Aim 1:
Answer these questions about the passage on electronic evidence in China:
(a) According to Article 14 ESL, what legal effect does an electronic signature that meets the requirements have?
(b) Which article of the ESL sets out limitations on the use of electronic signatures?
(c) What do Chinese courts generally favor and trust over electronic evidence?

Quoted passage:
------------------------
In the Chinese legal system, electronic evidence is admissible in Court, but the system is relatively complex as many rules such as “Electronic Signature Law,” “Contract Law,” “Civil Procedure Law,” “Criminal Procedure Law” as well as lower local norms apply.9 Furthermore, in addition to the formal Laws, Regulations, Judicial Interpretations and potentially Guiding Opinions of the courts need to be taken into account.

Electronic Signatures

Pursuant to Article 13 Electronic Signature Law (“ESL”), an electronic signature should be considered reliable when:

  1. the data used for creating electronic signature is used for electronic signing and it [the data] is owned exclusively by the electronic signatory;

  2. the data made by electronic signature is controlled only by the electronic signatory when signing;

  3. any alteration to the electronic signature after signing can be found out; and

  4. any alteration to the contents and form of any data message can be found out after signing.

If it fulfills these requirements, an electronic signature shall have the same legal effect as the hand signature or seal (Article 14 ESL).

However, there are some limitations to the use of electronic signatures in China, as provided in Article 3 ESL, for (1) documents concerning such personal relations as marriage, adoption and succession, etc.; (2) documents concerning the transfer of real estate rights and interests as land, and real estate, etc.; (3) documents concerning public utility services; and (4) other circumstances under which the electronic documents are not applicable as prescribed by laws and administrative regulations. The use limitation concerns predominantly areas which are in large part governed by the State. Nonetheless, in general, Chinese courts will favor and trust “original” and “hard copies” over electronic evidence.
------------------------
(Object location annotation records)
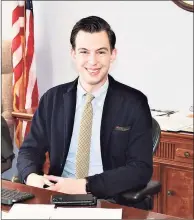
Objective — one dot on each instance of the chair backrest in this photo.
(156, 132)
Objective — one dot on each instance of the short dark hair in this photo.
(93, 24)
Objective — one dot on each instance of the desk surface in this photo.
(42, 196)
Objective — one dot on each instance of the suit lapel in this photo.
(69, 115)
(112, 104)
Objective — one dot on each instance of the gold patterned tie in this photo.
(83, 151)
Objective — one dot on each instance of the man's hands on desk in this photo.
(65, 185)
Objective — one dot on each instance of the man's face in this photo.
(93, 56)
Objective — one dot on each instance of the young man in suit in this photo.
(98, 132)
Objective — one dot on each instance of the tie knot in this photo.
(89, 97)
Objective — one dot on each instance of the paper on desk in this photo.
(175, 122)
(86, 213)
(5, 215)
(30, 211)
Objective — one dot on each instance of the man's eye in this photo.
(101, 52)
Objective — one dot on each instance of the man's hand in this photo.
(36, 180)
(67, 185)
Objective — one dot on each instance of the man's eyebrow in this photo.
(102, 48)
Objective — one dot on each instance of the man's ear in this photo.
(113, 55)
(73, 53)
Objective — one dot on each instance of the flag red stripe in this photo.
(23, 70)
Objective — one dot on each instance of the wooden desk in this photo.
(173, 167)
(42, 196)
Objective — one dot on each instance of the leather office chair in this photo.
(146, 194)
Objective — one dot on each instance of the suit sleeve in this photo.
(31, 155)
(139, 159)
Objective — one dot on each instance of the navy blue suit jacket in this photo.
(126, 138)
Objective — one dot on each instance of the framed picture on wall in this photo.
(187, 5)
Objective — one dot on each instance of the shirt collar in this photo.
(81, 92)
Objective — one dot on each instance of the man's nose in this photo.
(92, 59)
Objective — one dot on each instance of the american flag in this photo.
(25, 89)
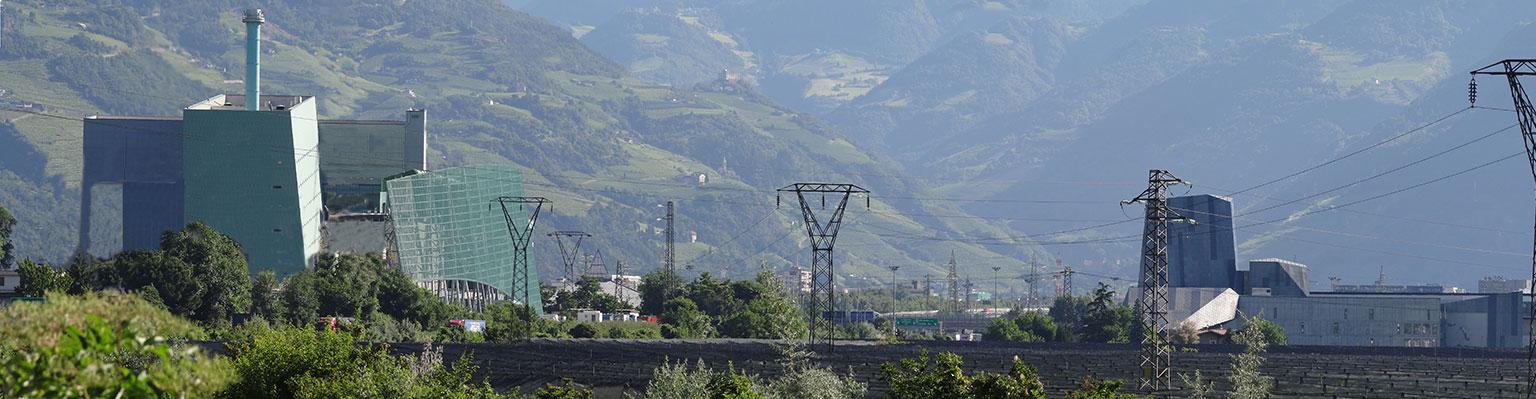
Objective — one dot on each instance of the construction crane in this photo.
(1512, 71)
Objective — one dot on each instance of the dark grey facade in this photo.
(1277, 278)
(134, 177)
(131, 187)
(1203, 253)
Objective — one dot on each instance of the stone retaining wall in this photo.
(1300, 372)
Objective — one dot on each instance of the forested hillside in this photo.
(499, 86)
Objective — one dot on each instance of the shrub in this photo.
(566, 390)
(1106, 389)
(301, 362)
(40, 324)
(804, 381)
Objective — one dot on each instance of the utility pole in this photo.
(670, 258)
(928, 292)
(893, 298)
(621, 269)
(954, 283)
(824, 235)
(994, 284)
(1152, 306)
(572, 253)
(595, 264)
(1512, 69)
(969, 290)
(524, 289)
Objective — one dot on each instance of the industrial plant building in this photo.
(288, 186)
(1209, 292)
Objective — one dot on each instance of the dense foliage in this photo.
(1092, 318)
(716, 307)
(103, 346)
(304, 362)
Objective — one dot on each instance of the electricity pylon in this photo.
(954, 283)
(521, 238)
(1512, 69)
(1152, 306)
(824, 296)
(572, 253)
(670, 258)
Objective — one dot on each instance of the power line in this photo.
(1352, 154)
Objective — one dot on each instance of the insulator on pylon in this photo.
(1472, 91)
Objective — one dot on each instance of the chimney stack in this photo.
(254, 20)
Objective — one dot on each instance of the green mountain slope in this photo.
(499, 88)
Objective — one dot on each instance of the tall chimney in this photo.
(254, 20)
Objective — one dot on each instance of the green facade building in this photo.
(450, 234)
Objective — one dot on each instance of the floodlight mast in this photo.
(1512, 69)
(822, 298)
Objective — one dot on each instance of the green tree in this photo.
(303, 362)
(768, 316)
(264, 296)
(1022, 327)
(102, 346)
(507, 321)
(1106, 389)
(928, 378)
(218, 266)
(40, 278)
(403, 300)
(713, 296)
(656, 289)
(1248, 381)
(684, 319)
(589, 295)
(566, 390)
(1105, 321)
(6, 247)
(1068, 313)
(1272, 333)
(1020, 382)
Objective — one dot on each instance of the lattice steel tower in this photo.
(521, 238)
(954, 283)
(570, 253)
(1512, 69)
(670, 258)
(824, 296)
(1152, 306)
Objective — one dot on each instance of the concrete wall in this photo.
(1363, 321)
(1283, 278)
(1300, 372)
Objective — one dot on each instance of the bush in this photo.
(303, 362)
(804, 381)
(102, 346)
(1108, 389)
(584, 330)
(926, 378)
(566, 390)
(42, 324)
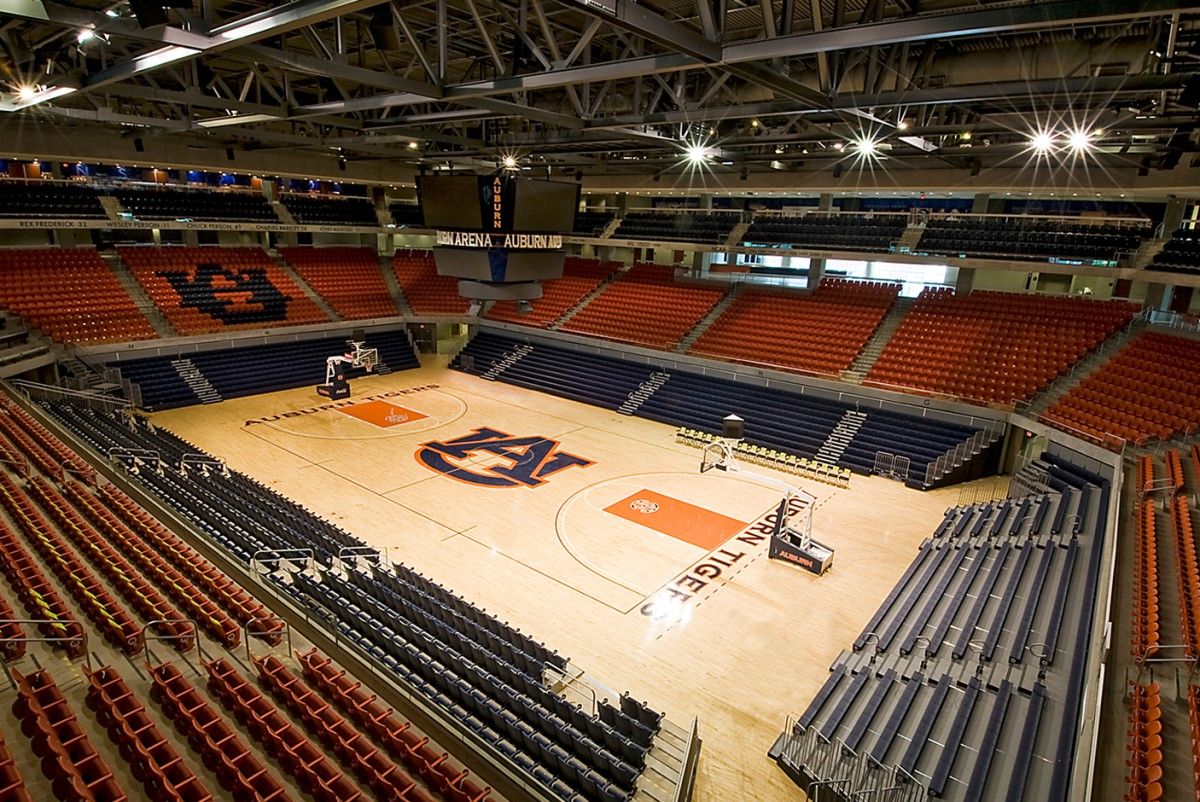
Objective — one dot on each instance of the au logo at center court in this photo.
(525, 461)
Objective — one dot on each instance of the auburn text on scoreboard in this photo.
(508, 241)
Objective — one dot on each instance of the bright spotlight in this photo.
(1042, 142)
(696, 153)
(867, 147)
(1080, 141)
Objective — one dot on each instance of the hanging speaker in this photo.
(149, 12)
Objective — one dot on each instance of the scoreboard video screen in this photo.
(497, 203)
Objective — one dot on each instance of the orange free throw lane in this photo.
(683, 521)
(382, 414)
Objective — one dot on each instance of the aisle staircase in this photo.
(113, 209)
(879, 341)
(642, 393)
(1145, 253)
(840, 437)
(397, 293)
(322, 304)
(735, 238)
(508, 361)
(690, 339)
(137, 293)
(1083, 369)
(195, 379)
(282, 213)
(909, 239)
(587, 299)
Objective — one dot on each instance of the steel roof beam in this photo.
(953, 25)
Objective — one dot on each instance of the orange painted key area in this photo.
(382, 414)
(683, 521)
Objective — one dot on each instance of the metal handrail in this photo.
(61, 622)
(149, 635)
(55, 389)
(246, 632)
(280, 554)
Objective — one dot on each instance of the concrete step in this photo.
(587, 299)
(394, 288)
(141, 299)
(709, 318)
(322, 304)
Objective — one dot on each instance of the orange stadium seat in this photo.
(646, 306)
(1145, 743)
(347, 277)
(1144, 393)
(427, 292)
(814, 333)
(993, 347)
(209, 289)
(580, 276)
(71, 294)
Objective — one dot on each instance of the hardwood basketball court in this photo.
(595, 533)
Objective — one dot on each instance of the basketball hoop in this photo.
(714, 455)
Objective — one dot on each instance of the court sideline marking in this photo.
(439, 524)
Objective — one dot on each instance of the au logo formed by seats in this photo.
(525, 461)
(229, 295)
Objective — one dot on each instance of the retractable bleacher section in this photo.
(347, 277)
(252, 370)
(1039, 239)
(994, 347)
(407, 215)
(967, 682)
(678, 226)
(646, 306)
(1146, 391)
(71, 294)
(331, 211)
(1181, 253)
(816, 333)
(101, 532)
(427, 293)
(490, 677)
(46, 201)
(789, 422)
(592, 223)
(197, 204)
(213, 288)
(580, 277)
(844, 232)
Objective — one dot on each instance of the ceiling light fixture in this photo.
(696, 153)
(867, 147)
(1042, 142)
(1080, 141)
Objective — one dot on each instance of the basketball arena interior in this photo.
(599, 400)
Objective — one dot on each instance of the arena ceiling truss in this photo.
(660, 89)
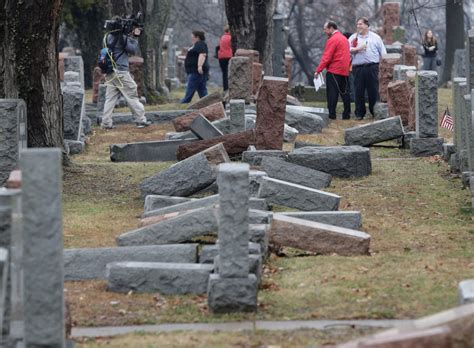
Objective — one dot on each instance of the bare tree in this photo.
(251, 24)
(30, 70)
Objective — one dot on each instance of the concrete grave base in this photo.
(81, 264)
(227, 295)
(165, 278)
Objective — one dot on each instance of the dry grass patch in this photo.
(259, 338)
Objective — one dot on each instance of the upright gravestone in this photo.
(13, 135)
(459, 90)
(237, 115)
(240, 78)
(271, 107)
(43, 251)
(233, 289)
(75, 63)
(470, 60)
(427, 104)
(73, 105)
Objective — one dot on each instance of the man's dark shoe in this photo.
(143, 124)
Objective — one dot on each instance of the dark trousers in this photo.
(196, 82)
(366, 78)
(338, 85)
(224, 64)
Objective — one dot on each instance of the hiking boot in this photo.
(143, 124)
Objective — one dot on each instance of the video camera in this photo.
(126, 23)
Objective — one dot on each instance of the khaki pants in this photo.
(120, 82)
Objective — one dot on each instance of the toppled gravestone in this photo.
(234, 144)
(376, 132)
(296, 196)
(317, 237)
(184, 206)
(153, 202)
(212, 113)
(339, 161)
(165, 278)
(423, 147)
(186, 177)
(149, 151)
(81, 264)
(181, 228)
(290, 172)
(255, 157)
(203, 129)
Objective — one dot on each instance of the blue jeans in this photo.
(196, 82)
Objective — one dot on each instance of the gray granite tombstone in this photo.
(13, 135)
(43, 247)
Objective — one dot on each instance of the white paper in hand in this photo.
(318, 82)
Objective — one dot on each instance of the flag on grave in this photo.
(447, 120)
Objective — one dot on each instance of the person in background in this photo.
(197, 67)
(430, 45)
(224, 54)
(336, 60)
(120, 82)
(366, 48)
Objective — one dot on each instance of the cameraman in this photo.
(120, 81)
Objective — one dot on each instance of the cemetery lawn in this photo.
(418, 216)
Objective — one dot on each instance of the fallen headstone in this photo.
(186, 177)
(339, 161)
(317, 237)
(375, 132)
(212, 113)
(234, 144)
(149, 151)
(296, 196)
(346, 219)
(423, 147)
(290, 172)
(165, 278)
(181, 228)
(81, 264)
(204, 129)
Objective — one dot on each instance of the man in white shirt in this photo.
(366, 49)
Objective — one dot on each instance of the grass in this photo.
(259, 338)
(418, 216)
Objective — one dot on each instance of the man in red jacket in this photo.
(336, 60)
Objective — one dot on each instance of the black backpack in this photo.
(106, 60)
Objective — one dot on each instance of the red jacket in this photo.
(225, 47)
(336, 57)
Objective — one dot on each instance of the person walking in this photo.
(119, 81)
(224, 54)
(336, 60)
(366, 48)
(430, 45)
(197, 67)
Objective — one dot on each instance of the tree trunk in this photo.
(156, 16)
(455, 31)
(31, 70)
(251, 24)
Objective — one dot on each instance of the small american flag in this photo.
(447, 120)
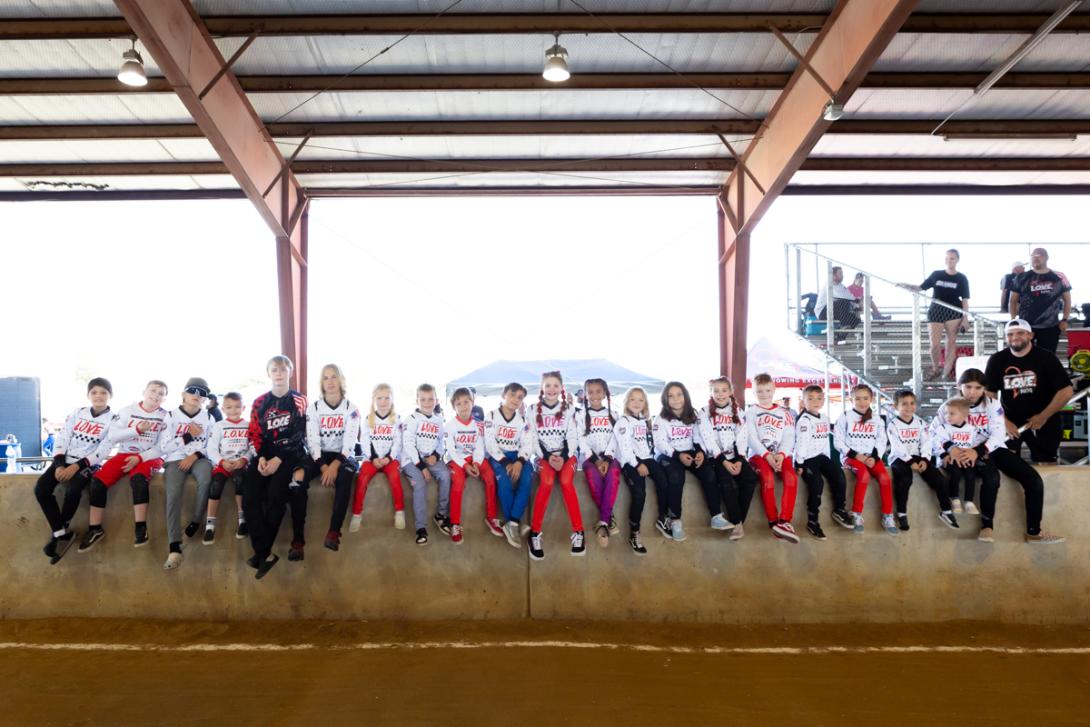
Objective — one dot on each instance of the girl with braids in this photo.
(678, 443)
(860, 438)
(596, 451)
(724, 435)
(380, 443)
(553, 432)
(636, 449)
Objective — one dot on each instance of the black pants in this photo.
(638, 486)
(814, 471)
(264, 500)
(903, 480)
(1043, 444)
(1046, 338)
(46, 492)
(343, 486)
(1009, 463)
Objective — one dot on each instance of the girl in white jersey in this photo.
(380, 443)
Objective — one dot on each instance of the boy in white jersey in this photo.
(230, 451)
(509, 448)
(910, 450)
(422, 461)
(332, 429)
(135, 429)
(184, 446)
(81, 446)
(464, 450)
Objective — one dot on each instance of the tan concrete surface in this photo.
(930, 573)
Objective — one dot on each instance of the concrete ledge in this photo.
(929, 574)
------------------------
Aim 2: Find every line in the records that contains the string "grass", treating uppercase and lowercase as different, and copy each of those lines.

Complete response 1:
(a) The same legal effect as the hand signature or seal.
(b) Article 3.
(c) "Original" and "hard copies."

Complete response 2:
Objective — one dot on each instance of the dry grass patch in this photo.
Objective — one dot on each instance of the grass in this photo.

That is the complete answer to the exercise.